● **SUPPLIED MATERIAL**:

# # #

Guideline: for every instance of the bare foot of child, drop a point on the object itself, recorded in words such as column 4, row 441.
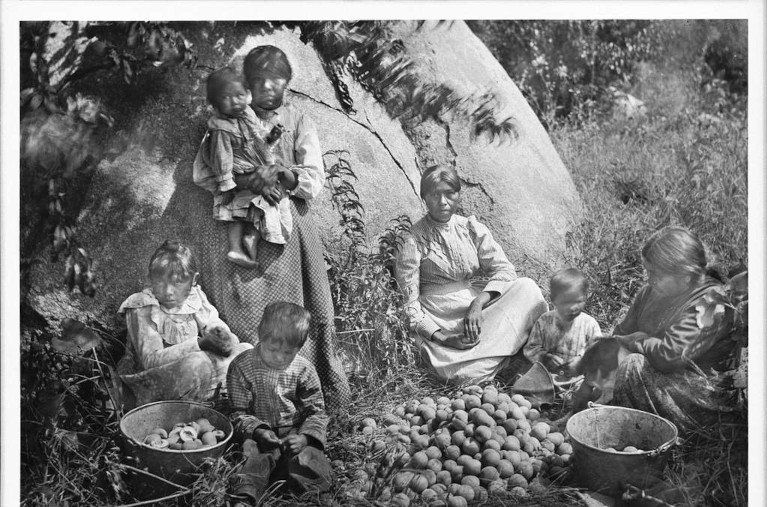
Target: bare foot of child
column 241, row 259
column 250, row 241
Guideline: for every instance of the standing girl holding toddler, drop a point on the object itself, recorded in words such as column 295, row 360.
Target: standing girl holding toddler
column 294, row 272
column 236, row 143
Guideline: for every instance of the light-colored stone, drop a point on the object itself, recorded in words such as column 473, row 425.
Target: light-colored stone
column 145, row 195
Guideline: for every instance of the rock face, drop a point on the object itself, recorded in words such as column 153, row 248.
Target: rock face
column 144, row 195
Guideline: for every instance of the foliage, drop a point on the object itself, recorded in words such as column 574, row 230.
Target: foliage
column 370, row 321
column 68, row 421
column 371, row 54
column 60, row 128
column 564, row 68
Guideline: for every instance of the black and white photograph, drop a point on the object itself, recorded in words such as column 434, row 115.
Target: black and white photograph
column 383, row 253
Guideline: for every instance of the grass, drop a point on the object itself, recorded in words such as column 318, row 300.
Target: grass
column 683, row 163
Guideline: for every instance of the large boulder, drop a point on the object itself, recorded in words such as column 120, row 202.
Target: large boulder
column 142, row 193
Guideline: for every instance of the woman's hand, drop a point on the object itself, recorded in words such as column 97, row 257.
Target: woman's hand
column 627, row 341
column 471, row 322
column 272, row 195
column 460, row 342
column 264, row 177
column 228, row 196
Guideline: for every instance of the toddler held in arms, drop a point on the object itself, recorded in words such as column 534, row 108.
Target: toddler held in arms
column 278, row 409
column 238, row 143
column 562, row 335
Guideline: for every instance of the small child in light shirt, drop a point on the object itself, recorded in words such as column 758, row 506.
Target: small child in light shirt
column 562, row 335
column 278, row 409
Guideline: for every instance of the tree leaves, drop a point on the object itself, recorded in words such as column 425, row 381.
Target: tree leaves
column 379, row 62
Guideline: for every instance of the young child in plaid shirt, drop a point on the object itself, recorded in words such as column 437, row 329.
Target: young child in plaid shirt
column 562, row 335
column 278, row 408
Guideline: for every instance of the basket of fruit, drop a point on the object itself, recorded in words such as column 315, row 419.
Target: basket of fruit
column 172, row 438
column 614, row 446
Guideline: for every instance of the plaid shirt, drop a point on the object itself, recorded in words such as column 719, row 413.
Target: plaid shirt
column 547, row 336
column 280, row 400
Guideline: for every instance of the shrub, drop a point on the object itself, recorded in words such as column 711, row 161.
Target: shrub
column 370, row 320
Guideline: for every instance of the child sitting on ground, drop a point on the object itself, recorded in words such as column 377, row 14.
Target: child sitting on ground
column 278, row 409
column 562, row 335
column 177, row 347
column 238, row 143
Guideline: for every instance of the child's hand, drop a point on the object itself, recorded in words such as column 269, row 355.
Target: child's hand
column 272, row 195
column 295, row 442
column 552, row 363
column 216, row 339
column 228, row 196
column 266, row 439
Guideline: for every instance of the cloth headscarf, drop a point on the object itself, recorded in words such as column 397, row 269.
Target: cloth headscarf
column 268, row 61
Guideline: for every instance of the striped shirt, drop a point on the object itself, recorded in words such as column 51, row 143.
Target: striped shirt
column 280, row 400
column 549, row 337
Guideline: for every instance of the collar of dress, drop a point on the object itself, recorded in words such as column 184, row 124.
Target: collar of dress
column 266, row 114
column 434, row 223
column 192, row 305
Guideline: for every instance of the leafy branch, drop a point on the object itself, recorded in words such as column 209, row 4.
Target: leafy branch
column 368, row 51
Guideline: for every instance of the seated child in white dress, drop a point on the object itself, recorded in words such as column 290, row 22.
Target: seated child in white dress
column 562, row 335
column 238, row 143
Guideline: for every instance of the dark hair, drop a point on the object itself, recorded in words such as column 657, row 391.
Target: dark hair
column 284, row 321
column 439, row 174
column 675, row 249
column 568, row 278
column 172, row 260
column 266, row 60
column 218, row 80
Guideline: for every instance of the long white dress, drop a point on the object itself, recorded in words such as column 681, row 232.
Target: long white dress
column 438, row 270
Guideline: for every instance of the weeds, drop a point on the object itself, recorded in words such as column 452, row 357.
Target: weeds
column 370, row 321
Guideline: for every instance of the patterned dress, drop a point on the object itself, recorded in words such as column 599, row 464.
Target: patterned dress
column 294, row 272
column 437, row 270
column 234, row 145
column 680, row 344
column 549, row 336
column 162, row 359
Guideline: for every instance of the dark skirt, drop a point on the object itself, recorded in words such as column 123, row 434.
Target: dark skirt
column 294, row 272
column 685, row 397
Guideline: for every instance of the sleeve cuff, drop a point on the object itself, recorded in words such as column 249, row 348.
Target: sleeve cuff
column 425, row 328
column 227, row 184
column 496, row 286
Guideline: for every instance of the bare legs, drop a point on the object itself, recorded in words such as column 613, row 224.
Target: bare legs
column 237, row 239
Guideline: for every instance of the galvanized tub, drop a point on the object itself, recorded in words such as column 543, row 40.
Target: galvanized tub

# # #

● **TO DO**: Convert the records, from the start of the records through the line containing "column 142, row 193", into a two-column CSV with the headers instruction and answer, one row per record, with each field in quotation marks and its line breaks replaced by spaces. Leave the pictures out.

● **WRITTEN ANSWER**:
instruction,answer
"Guideline: for every instance of the bare foot of child, drop a point on the object itself, recorded in words such as column 4, row 441. Target: bare foot of child","column 241, row 259 column 250, row 241"
"Guideline: for every instance of the standing girl holding toddler, drop a point on the object itself, recorded in words such as column 295, row 360. Target: standing girl holding toddler","column 294, row 272 column 236, row 143"
"Guideline: for every instance of the light-colored stone, drop a point on the object itself, recorded in words such as column 473, row 425. Target: light-colored stone","column 145, row 195"
"Guideline: for every instance of the rock face, drop a point on the object itself, recorded in words such as column 153, row 248. Target: rock face","column 144, row 195"
"Guideline: for every instance of the foliage, drop a point on the object itself, recorded in words such as column 574, row 230. Target: foliage","column 370, row 321 column 68, row 421 column 371, row 54 column 60, row 128 column 564, row 68"
"Guideline: for every instance of the black and white photograph, drop a point on the object itself, recorded in words such as column 434, row 115. Target: black and white photograph","column 383, row 253"
"Guideline: for every instance of the grass, drop a point on the object itself, recorded in words such as column 318, row 300. Target: grass","column 683, row 163"
"Guideline: for every instance of the large boulder, drop a point on the object itself, recorded in words such as column 120, row 202. Target: large boulder","column 142, row 193"